PROBLEM STATEMENT - Every line with the word "canopy" in it should be extracted from the data that follows.

Dataset excerpts

····················

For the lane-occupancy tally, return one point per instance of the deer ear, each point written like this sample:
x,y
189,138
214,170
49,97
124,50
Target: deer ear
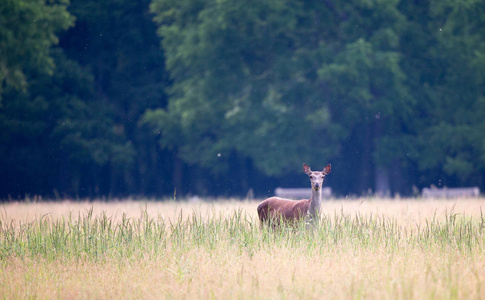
x,y
306,169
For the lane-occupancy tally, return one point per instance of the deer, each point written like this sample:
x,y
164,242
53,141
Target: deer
x,y
273,210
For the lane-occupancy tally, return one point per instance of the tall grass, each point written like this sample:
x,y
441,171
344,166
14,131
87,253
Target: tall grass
x,y
97,238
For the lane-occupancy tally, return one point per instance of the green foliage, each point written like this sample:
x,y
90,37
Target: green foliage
x,y
99,238
28,29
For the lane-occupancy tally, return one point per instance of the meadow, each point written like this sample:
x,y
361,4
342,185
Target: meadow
x,y
362,248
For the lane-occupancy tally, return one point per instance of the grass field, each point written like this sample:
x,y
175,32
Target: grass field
x,y
365,248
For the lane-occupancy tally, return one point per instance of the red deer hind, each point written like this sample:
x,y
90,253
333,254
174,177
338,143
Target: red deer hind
x,y
274,209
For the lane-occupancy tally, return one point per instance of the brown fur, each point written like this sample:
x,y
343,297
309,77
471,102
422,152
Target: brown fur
x,y
275,209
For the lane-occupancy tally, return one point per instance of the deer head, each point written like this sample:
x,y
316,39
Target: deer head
x,y
316,178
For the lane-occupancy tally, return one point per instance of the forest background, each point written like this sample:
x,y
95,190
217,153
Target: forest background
x,y
216,98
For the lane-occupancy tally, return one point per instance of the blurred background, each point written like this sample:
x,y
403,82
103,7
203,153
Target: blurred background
x,y
144,98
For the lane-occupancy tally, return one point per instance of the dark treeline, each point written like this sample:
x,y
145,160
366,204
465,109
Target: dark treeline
x,y
145,98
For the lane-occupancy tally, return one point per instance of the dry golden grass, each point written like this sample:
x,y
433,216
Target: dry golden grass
x,y
343,269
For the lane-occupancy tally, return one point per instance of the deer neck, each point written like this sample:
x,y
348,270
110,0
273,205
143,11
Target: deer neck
x,y
315,201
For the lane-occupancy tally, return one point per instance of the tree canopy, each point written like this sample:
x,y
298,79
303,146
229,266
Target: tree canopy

····················

TASK SOLUTION -
For the lane-occupancy tally, return one point per instance of the tree canopy, each point written like this sample:
Target: tree canopy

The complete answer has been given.